**WHAT THE TASK ASKS**
Search the entries below for the string "person" and give the number of lines that hold it, nothing else.

Records from a collection:

**********

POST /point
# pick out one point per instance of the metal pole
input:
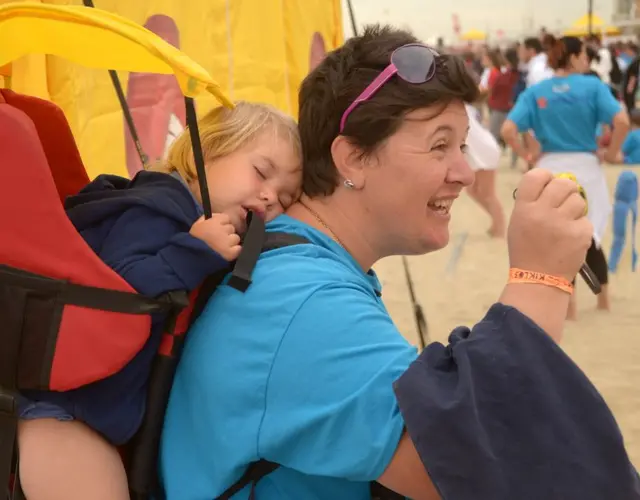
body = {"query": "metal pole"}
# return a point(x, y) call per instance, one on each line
point(354, 27)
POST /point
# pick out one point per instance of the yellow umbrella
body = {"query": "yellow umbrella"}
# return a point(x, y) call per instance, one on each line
point(583, 22)
point(473, 35)
point(97, 39)
point(584, 31)
point(581, 27)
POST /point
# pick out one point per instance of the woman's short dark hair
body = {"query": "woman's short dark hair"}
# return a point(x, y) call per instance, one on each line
point(560, 52)
point(331, 87)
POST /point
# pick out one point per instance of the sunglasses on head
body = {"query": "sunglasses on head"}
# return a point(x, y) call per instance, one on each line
point(414, 63)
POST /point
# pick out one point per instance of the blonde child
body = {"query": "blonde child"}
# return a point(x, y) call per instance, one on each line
point(150, 230)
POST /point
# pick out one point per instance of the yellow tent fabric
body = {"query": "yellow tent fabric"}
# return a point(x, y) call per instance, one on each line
point(99, 39)
point(257, 50)
point(598, 26)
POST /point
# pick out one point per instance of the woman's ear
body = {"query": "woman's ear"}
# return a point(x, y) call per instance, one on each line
point(347, 158)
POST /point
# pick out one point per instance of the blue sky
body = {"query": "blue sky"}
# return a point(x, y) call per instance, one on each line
point(431, 18)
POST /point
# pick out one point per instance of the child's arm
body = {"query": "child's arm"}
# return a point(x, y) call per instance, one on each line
point(155, 254)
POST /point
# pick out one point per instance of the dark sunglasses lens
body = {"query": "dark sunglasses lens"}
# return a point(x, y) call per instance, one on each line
point(415, 63)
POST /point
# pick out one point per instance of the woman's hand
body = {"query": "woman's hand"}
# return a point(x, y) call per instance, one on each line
point(548, 233)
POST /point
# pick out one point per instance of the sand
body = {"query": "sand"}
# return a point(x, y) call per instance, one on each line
point(605, 345)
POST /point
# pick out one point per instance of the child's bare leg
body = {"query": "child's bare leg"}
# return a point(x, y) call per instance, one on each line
point(68, 461)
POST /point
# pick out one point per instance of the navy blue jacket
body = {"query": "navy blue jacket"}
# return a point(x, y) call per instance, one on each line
point(502, 413)
point(140, 228)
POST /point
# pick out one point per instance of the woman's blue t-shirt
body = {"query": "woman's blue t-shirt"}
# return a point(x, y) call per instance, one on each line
point(564, 112)
point(298, 370)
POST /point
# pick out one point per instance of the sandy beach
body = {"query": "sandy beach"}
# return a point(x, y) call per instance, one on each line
point(459, 291)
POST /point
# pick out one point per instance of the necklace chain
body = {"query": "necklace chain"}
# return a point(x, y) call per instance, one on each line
point(322, 223)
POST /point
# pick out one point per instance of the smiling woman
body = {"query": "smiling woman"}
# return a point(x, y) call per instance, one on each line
point(305, 379)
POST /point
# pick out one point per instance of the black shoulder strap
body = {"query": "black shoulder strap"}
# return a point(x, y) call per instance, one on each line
point(256, 241)
point(255, 472)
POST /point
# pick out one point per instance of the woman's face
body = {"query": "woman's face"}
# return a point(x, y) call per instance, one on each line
point(415, 177)
point(580, 63)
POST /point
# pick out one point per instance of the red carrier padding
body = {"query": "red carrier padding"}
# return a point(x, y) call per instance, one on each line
point(57, 141)
point(37, 236)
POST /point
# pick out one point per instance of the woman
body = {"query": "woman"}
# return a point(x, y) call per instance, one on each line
point(501, 94)
point(564, 113)
point(306, 369)
point(484, 153)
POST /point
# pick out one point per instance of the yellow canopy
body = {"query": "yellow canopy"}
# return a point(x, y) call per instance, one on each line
point(581, 27)
point(97, 39)
point(473, 35)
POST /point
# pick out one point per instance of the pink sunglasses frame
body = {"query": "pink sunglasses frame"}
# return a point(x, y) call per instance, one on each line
point(383, 78)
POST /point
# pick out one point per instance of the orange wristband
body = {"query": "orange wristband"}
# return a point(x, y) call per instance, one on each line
point(521, 276)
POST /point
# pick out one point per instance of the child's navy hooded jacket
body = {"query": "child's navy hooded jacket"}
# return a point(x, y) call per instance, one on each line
point(140, 228)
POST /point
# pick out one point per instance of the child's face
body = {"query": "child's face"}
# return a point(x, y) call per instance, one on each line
point(264, 176)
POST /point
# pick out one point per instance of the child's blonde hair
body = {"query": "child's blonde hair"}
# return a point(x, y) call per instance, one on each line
point(224, 130)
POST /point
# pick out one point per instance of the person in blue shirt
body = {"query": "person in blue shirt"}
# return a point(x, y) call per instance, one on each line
point(306, 369)
point(150, 230)
point(631, 145)
point(564, 113)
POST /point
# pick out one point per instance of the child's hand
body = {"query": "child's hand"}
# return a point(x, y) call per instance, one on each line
point(219, 234)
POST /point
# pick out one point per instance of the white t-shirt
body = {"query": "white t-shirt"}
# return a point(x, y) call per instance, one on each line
point(604, 67)
point(538, 69)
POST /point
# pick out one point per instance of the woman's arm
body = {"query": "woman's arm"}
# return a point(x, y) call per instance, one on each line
point(620, 125)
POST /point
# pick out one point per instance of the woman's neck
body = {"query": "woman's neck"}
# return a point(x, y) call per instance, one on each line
point(339, 224)
point(564, 72)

**********

**EXERCISE RESPONSE**
2